◆ GIVEN TASK ◆
Exactly reproduce each line of the listing that follows.

(Stored items)

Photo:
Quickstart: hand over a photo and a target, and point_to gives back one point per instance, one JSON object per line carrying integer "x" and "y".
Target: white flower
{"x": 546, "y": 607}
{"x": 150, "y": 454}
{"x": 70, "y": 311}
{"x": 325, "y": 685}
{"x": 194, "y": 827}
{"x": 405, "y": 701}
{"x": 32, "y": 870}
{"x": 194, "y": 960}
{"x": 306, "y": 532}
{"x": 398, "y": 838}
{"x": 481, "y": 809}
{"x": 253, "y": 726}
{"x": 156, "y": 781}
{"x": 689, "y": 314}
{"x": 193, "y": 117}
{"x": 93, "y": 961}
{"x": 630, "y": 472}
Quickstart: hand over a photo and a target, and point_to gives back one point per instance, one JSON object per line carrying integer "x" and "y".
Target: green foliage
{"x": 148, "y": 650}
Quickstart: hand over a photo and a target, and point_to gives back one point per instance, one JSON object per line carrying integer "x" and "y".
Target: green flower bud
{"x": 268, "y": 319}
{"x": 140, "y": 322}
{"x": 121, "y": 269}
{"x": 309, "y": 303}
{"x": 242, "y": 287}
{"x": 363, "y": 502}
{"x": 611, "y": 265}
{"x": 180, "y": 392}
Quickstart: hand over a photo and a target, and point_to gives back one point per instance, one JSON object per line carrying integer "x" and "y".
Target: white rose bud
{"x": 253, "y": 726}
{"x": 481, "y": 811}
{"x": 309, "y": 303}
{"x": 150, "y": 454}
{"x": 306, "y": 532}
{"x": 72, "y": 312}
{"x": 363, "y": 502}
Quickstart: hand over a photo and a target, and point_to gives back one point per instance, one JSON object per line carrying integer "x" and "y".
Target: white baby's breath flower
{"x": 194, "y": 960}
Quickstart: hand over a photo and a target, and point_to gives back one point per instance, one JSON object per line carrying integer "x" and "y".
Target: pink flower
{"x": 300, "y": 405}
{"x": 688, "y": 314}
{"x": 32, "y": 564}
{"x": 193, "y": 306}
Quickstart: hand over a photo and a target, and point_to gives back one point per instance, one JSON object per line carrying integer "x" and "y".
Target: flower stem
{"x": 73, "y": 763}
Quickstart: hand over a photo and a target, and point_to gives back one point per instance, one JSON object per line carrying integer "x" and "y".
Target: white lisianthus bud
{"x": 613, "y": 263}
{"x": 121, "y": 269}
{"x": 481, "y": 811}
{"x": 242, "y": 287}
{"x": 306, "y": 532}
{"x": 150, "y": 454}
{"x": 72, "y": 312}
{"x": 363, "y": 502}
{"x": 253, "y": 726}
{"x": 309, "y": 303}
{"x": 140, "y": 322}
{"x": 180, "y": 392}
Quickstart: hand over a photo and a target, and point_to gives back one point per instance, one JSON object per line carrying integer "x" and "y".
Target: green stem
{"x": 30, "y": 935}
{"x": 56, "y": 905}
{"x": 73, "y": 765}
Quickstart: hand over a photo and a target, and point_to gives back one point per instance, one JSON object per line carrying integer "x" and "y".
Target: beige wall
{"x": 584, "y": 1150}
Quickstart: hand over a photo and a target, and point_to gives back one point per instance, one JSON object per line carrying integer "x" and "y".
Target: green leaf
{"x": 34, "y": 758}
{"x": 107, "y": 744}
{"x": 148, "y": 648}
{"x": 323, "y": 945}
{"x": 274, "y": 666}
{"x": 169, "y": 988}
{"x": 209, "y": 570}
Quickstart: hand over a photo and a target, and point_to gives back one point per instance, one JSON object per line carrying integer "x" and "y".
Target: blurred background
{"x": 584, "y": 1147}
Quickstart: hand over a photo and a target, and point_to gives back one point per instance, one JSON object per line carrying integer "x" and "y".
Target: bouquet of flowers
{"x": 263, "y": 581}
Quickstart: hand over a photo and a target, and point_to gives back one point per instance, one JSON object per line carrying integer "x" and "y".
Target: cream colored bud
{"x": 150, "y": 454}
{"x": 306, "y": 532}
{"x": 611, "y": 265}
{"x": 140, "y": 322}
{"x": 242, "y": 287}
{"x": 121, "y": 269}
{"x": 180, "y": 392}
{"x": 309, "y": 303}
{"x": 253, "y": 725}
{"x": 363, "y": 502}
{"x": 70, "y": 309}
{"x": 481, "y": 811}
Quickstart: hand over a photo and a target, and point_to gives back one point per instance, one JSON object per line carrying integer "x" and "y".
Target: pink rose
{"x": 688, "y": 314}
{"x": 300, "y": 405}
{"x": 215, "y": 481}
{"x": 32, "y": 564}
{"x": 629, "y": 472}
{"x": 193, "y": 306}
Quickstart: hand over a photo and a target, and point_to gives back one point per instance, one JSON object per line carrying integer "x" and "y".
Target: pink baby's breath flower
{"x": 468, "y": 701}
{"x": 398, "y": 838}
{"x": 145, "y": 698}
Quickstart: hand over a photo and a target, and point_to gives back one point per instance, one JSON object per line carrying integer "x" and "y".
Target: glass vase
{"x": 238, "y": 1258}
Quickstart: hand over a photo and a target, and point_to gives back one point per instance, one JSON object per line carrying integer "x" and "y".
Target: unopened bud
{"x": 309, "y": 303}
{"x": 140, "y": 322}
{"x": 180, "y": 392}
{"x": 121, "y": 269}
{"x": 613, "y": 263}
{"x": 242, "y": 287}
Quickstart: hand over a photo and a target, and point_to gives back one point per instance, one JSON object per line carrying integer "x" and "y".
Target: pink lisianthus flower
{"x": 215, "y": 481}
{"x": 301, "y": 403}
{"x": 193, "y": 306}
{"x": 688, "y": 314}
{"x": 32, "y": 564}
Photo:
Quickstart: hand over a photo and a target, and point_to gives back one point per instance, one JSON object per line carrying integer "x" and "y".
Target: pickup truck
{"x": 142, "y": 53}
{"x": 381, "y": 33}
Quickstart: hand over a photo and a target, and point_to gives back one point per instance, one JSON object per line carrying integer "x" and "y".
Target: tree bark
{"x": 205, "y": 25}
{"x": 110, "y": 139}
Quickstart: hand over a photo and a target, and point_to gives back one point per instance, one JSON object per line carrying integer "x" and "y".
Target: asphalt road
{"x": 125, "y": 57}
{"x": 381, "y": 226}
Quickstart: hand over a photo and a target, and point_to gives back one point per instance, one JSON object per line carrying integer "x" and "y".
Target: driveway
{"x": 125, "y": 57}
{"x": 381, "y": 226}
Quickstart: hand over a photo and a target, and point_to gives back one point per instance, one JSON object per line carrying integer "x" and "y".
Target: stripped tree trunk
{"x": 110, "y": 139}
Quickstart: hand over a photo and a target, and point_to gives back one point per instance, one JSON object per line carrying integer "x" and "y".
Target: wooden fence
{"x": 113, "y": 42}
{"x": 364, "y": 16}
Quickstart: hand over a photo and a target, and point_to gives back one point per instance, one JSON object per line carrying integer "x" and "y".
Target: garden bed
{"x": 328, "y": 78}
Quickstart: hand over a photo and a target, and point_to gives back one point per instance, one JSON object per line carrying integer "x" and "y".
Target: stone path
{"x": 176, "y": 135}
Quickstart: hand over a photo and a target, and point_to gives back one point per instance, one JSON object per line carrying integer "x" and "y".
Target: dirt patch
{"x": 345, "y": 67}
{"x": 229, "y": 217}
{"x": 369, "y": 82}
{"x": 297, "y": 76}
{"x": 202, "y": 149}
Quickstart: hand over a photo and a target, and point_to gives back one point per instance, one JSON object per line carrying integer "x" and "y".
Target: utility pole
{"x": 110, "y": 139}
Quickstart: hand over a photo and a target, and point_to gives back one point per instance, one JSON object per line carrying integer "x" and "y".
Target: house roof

◆ SOLUTION ◆
Photo:
Quickstart: hand over a photo and a target, and point_to gives back one point per instance, one JSON object per line carrying integer "x" and "y".
Target: white flower
{"x": 546, "y": 607}
{"x": 150, "y": 454}
{"x": 70, "y": 311}
{"x": 325, "y": 685}
{"x": 194, "y": 827}
{"x": 405, "y": 701}
{"x": 32, "y": 870}
{"x": 194, "y": 960}
{"x": 306, "y": 532}
{"x": 398, "y": 838}
{"x": 481, "y": 809}
{"x": 253, "y": 726}
{"x": 156, "y": 781}
{"x": 689, "y": 314}
{"x": 193, "y": 117}
{"x": 93, "y": 961}
{"x": 630, "y": 472}
Quickstart: hand over a photo and a target, and point_to gives back one point per instance, one JSON object per line carrying integer "x" and "y".
Target: green foliage
{"x": 148, "y": 650}
Quickstart: hand over a photo and a target, and point_to gives back one point per instance, one JSON object per line carrying integer "x" and "y".
Target: green flower bud
{"x": 268, "y": 319}
{"x": 140, "y": 322}
{"x": 121, "y": 269}
{"x": 309, "y": 303}
{"x": 242, "y": 287}
{"x": 363, "y": 502}
{"x": 611, "y": 265}
{"x": 180, "y": 392}
Quickstart: hand over a photo and a target, and point_to gives back one point per instance, one JSON object per line carrying integer "x" and "y".
Target: white rose bud
{"x": 253, "y": 726}
{"x": 481, "y": 811}
{"x": 309, "y": 303}
{"x": 150, "y": 454}
{"x": 306, "y": 532}
{"x": 72, "y": 312}
{"x": 363, "y": 502}
Quickstart: hand over a photo and a target, and point_to gives back one point per instance, one JSON object per line carrying integer "x" and "y".
Target: white baby's breath flower
{"x": 194, "y": 960}
Quickstart: hand over a photo and a target, and point_to gives back one point per instance, one JSON object per line carrying integer "x" and "y".
Target: pink flower
{"x": 300, "y": 405}
{"x": 688, "y": 314}
{"x": 32, "y": 564}
{"x": 193, "y": 306}
Quickstart: hand over a photo and a target, and point_to gives back one point per instance, one JSON object per line carrying integer "x" and "y".
Target: flower stem
{"x": 73, "y": 763}
Quickstart: hand over a photo and a target, and point_to gives back one point per instance, one JSON object per line carrying integer "x" and "y".
Target: white lisianthus bud
{"x": 613, "y": 263}
{"x": 121, "y": 269}
{"x": 481, "y": 811}
{"x": 242, "y": 287}
{"x": 306, "y": 532}
{"x": 150, "y": 454}
{"x": 72, "y": 312}
{"x": 363, "y": 502}
{"x": 253, "y": 726}
{"x": 309, "y": 303}
{"x": 140, "y": 322}
{"x": 180, "y": 392}
Quickstart: hand over a photo and a target, and point_to gives back one point per instance, one JSON object per line carrying integer "x" and "y".
Target: green stem
{"x": 30, "y": 935}
{"x": 56, "y": 905}
{"x": 73, "y": 765}
Quickstart: hand over a photo and a target, and point_to gives back one point per instance, one JSON object per line carrying integer "x" and "y".
Target: beige wall
{"x": 584, "y": 1150}
Quickstart: hand over a photo and a target, and point_to gives back one point per instance, one JSON object per line carrying integer "x" and "y".
Target: green leaf
{"x": 34, "y": 758}
{"x": 107, "y": 744}
{"x": 148, "y": 648}
{"x": 323, "y": 945}
{"x": 274, "y": 666}
{"x": 169, "y": 988}
{"x": 209, "y": 570}
Quickstart: hand over a photo and a target, and point_to gives back one point per instance, one JSON object per line carrying integer "x" and "y".
Target: blurred background
{"x": 584, "y": 1147}
Quickstart: hand over a photo and a target, and point_to gives back one point per instance, one JSON object per line carrying integer "x" and "y".
Target: bouquet of flowers
{"x": 263, "y": 581}
Quickstart: hand over a photo and a target, and point_to gives back one point per instance, one JSON object per line carrying integer "x" and "y".
Target: cream colored bud
{"x": 150, "y": 454}
{"x": 306, "y": 532}
{"x": 611, "y": 265}
{"x": 140, "y": 322}
{"x": 242, "y": 287}
{"x": 121, "y": 269}
{"x": 180, "y": 392}
{"x": 309, "y": 303}
{"x": 253, "y": 725}
{"x": 363, "y": 502}
{"x": 70, "y": 309}
{"x": 481, "y": 811}
Quickstart: hand over a photo and a target, and point_to gives back one point per instance, one JSON object per line carrying integer "x" and "y".
Target: pink rose
{"x": 688, "y": 314}
{"x": 300, "y": 405}
{"x": 215, "y": 481}
{"x": 32, "y": 564}
{"x": 629, "y": 472}
{"x": 193, "y": 306}
Quickstart: hand over a photo and a target, and point_to gives back one point per instance, one JSON object per line carrying integer "x" and "y".
Target: pink baby's breath flower
{"x": 468, "y": 701}
{"x": 398, "y": 838}
{"x": 145, "y": 698}
Quickstart: hand over a photo and a target, and point_to gives back one point per instance, one JSON object per line carrying integer "x" and "y".
Target: glass vase
{"x": 238, "y": 1258}
Quickstart: hand over a photo and a target, and point_to gives back one point per instance, one JSON object per line carrying integer "x" and "y".
Target: unopened bud
{"x": 309, "y": 303}
{"x": 140, "y": 322}
{"x": 180, "y": 392}
{"x": 121, "y": 269}
{"x": 613, "y": 263}
{"x": 242, "y": 287}
Quickstart: hand over a photo and a target, and point_to gives back one point per instance, one JSON object per line carrying integer "x" and "y".
Target: pink lisianthus flower
{"x": 215, "y": 481}
{"x": 301, "y": 403}
{"x": 193, "y": 306}
{"x": 688, "y": 314}
{"x": 32, "y": 564}
Photo:
Quickstart: hand over a photo and a target, and point_to gives back one point per instance, one JSON object per line carrying integer "x" and "y".
Target: pickup truck
{"x": 142, "y": 53}
{"x": 381, "y": 33}
Quickstart: hand over a photo and a target, and point_to gives back one point per instance, one JSON object per line carrying integer "x" and "y".
Target: tree bark
{"x": 205, "y": 25}
{"x": 110, "y": 139}
Quickstart: hand over a photo and a target, and point_to gives back one point per instance, one JSON object per line carrying integer "x" and "y".
Target: asphalt road
{"x": 125, "y": 57}
{"x": 381, "y": 226}
Quickstart: hand over a photo and a target, and point_to gives back one point per instance, one JSON object per line carrying integer "x" and "y".
Target: driveway
{"x": 125, "y": 57}
{"x": 381, "y": 226}
Quickstart: hand over a photo and a target, and point_to gives back one point per instance, one JSON object per line carrying integer "x" and "y".
Target: stripped tree trunk
{"x": 110, "y": 139}
Quickstart: hand over a photo and a target, and point_to gives back one point per instance, one JSON object per line carrying integer "x" and "y".
Target: wooden fence
{"x": 113, "y": 42}
{"x": 364, "y": 16}
Quickstart: hand over a photo and a target, and point_to gives back one point per instance, one JSON object per line carrying integer "x" and "y".
Target: garden bed
{"x": 328, "y": 78}
Quickstart: hand over a photo and a target, and point_to gives back one point per instance, one JSON object per line carrying integer "x" and "y".
Target: stone path
{"x": 176, "y": 135}
Quickstart: hand over a photo and a target, and point_to gives back one point per instance, one JSON object per line carrying integer "x" and "y".
Target: dirt patch
{"x": 345, "y": 67}
{"x": 229, "y": 217}
{"x": 369, "y": 82}
{"x": 297, "y": 76}
{"x": 202, "y": 149}
Quickstart: hand over a photo and a target, and point_to gives back one point per instance, one JSON object per line carrying integer "x" and "y".
Target: utility pole
{"x": 110, "y": 139}
Quickstart: hand over a photo and a target, and point_to gives back one point per instance, one JSON object per line carrying integer "x" and "y".
Target: house roof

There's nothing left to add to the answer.